■ **Data supplied**
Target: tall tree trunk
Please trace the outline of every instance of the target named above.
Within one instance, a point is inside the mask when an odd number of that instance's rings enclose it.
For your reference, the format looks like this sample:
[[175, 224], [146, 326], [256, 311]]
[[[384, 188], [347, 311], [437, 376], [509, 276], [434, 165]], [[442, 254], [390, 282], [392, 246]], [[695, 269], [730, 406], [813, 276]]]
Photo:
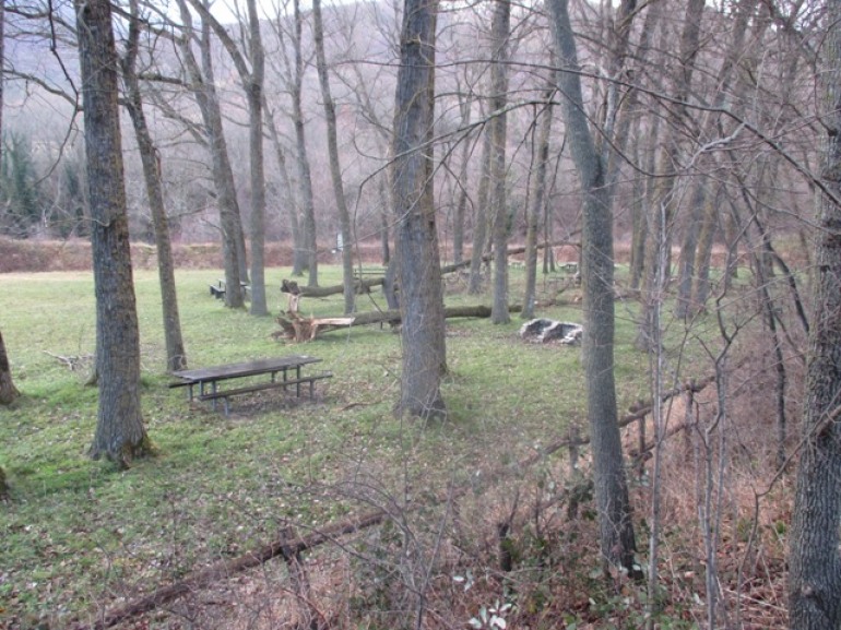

■ **Brief**
Rewrite every line of the records above as a numbered list, omitting blank lines and leaving the pictures out of the answer.

■ **Answer for the task**
1. Target: tall tree trunk
2. Please trace the outline of every instance of the target named above.
3. Within one instance, a point is inside the mask when an odd number of that instance's rings enclose it.
4. For your reference, the format looks like this sample:
5. [[175, 224], [146, 326], [256, 311]]
6. [[[384, 188], [347, 311], [437, 376], [509, 276], [434, 165]], [[442, 254], [390, 282], [392, 246]], [[695, 269], [730, 406], [813, 276]]]
7. Photo:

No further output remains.